Потом были письма. От него. И ответные послания: «Какой Вы милый — и как грустно и как больно стало мне после Вашего письма, так хорошо, так тихо больно; чуть ли не до слёз, но рифмы не звучат, мне только кажется, что где-то далеко в моём сердце звучит на одной ноте слабая струна, на одной ноте, высокой, болезненной, томительной. Спасибо Вам, я тоже люблю мысленно подать друг другу руку и начать и продолжать прерванный разговор… Я не думала, что существуют такие люди, как Вы! Будучи девочкой, я рисовала себе в моих бесконечных фантазиях образ человека, который будет таким же фантазёром, как и я, который, наконец, ответит мне так, как я чувствовала; и сколько мне приходилось видеть людей, и ни один человек не говорил со мной на одном языке, тогда я пришла к убеждению, что моя фантазия — глупость, что мои чувства не чувства, т. к. их столько раз коверкали по-своему, и отдавалась им я без восторга, как в больном бреду; мне кажется теперь, что у нас с Вами одно воздушное наречие…»

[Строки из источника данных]
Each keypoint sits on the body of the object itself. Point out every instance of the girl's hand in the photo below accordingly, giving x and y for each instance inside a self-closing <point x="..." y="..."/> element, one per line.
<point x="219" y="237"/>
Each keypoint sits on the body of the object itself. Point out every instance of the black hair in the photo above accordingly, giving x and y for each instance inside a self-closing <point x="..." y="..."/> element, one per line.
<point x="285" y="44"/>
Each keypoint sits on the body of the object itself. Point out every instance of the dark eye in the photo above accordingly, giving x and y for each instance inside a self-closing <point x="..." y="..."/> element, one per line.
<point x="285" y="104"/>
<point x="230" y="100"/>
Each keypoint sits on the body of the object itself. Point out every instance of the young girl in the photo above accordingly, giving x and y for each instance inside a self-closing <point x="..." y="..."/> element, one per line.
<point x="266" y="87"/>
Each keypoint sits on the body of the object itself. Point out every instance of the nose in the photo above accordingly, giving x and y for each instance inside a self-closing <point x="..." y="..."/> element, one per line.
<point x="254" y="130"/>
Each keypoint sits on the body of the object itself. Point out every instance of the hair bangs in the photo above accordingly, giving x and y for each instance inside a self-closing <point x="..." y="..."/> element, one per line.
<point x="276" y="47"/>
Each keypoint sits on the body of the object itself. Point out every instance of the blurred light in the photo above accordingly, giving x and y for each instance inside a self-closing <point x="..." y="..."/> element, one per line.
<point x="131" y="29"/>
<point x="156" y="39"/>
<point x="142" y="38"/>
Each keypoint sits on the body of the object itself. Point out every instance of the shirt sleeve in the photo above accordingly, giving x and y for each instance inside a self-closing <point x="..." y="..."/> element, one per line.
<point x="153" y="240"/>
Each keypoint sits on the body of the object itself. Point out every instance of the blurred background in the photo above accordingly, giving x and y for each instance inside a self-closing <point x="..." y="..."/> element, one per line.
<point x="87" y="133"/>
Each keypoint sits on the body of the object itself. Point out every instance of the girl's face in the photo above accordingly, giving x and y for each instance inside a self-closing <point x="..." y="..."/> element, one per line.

Задание: Повторите дословно весь текст о письмах, ничего в нём не меняя. Приведённые строки здесь не используются.

Ответ:
Потом были письма. От него. И ответные послания: «Какой Вы милый — и как грустно и как больно стало мне после Вашего письма, так хорошо, так тихо больно; чуть ли не до слёз, но рифмы не звучат, мне только кажется, что где-то далеко в моём сердце звучит на одной ноте слабая струна, на одной ноте, высокой, болезненной, томительной. Спасибо Вам, я тоже люблю мысленно подать друг другу руку и начать и продолжать прерванный разговор… Я не думала, что существуют такие люди, как Вы! Будучи девочкой, я рисовала себе в моих бесконечных фантазиях образ человека, который будет таким же фантазёром, как и я, который, наконец, ответит мне так, как я чувствовала; и сколько мне приходилось видеть людей, и ни один человек не говорил со мной на одном языке, тогда я пришла к убеждению, что моя фантазия — глупость, что мои чувства не чувства, т. к. их столько раз коверкали по-своему, и отдавалась им я без восторга, как в больном бреду; мне кажется теперь, что у нас с Вами одно воздушное наречие…»